### TASK BRIEF
Gather every line in the rows below that contains the word "fishing" and copy each one in full, treating uppercase and lowercase letters as distinct.
--- TASK MATERIAL ---
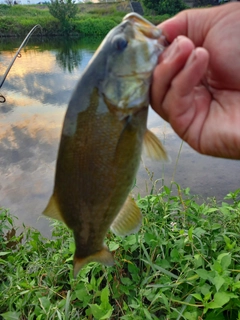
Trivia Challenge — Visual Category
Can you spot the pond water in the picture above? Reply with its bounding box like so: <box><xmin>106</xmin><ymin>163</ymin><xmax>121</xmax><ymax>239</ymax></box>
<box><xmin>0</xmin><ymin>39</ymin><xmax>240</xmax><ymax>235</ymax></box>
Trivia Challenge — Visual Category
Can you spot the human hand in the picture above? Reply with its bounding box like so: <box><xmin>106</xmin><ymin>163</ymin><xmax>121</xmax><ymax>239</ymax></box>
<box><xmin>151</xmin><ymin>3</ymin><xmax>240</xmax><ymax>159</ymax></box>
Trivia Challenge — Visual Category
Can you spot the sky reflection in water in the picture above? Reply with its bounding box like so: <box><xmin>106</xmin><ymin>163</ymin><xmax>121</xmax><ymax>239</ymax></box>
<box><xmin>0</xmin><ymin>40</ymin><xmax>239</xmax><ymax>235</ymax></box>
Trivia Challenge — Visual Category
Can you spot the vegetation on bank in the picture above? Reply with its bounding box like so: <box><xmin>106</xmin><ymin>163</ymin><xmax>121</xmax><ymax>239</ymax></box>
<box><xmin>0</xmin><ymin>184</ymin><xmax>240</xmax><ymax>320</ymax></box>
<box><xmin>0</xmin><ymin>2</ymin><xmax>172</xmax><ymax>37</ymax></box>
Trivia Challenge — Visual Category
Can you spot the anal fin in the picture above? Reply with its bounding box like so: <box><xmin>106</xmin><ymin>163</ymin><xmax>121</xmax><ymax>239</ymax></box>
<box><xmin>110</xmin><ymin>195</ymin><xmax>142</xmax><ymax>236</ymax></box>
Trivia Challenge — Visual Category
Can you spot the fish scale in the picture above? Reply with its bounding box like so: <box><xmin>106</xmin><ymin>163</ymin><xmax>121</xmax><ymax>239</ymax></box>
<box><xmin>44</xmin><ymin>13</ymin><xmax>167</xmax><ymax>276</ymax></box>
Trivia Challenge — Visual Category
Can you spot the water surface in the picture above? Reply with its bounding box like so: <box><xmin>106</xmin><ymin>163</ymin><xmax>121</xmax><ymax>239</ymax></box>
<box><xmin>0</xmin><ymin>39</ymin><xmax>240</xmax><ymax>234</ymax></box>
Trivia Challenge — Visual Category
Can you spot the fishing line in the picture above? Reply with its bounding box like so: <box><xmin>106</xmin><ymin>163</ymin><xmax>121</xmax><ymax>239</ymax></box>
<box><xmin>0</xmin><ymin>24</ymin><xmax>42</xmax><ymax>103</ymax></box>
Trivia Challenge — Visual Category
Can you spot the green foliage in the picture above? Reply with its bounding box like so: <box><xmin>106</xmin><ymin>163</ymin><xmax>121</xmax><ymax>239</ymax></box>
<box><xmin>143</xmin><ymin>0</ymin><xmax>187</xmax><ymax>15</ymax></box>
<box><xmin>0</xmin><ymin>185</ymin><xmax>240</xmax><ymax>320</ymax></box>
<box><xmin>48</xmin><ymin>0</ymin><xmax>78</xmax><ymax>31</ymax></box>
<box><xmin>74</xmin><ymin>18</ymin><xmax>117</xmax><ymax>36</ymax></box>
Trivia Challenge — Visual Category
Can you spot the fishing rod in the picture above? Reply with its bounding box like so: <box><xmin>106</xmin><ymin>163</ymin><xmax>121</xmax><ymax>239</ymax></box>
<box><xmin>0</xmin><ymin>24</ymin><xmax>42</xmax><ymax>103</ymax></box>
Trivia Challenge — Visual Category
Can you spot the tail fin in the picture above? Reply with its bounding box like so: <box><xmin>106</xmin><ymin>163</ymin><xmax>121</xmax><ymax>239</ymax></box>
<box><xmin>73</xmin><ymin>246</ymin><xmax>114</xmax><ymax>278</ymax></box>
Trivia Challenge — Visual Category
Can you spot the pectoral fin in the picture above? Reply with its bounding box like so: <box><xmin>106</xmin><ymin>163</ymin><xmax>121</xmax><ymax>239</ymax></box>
---
### SOLUTION FOR THIS TASK
Can you spot the fishing line in the picture above? Reply with its bounding box like so: <box><xmin>106</xmin><ymin>163</ymin><xmax>121</xmax><ymax>239</ymax></box>
Can you spot the fishing rod in the picture above? Reply with its bounding box like so: <box><xmin>106</xmin><ymin>163</ymin><xmax>121</xmax><ymax>239</ymax></box>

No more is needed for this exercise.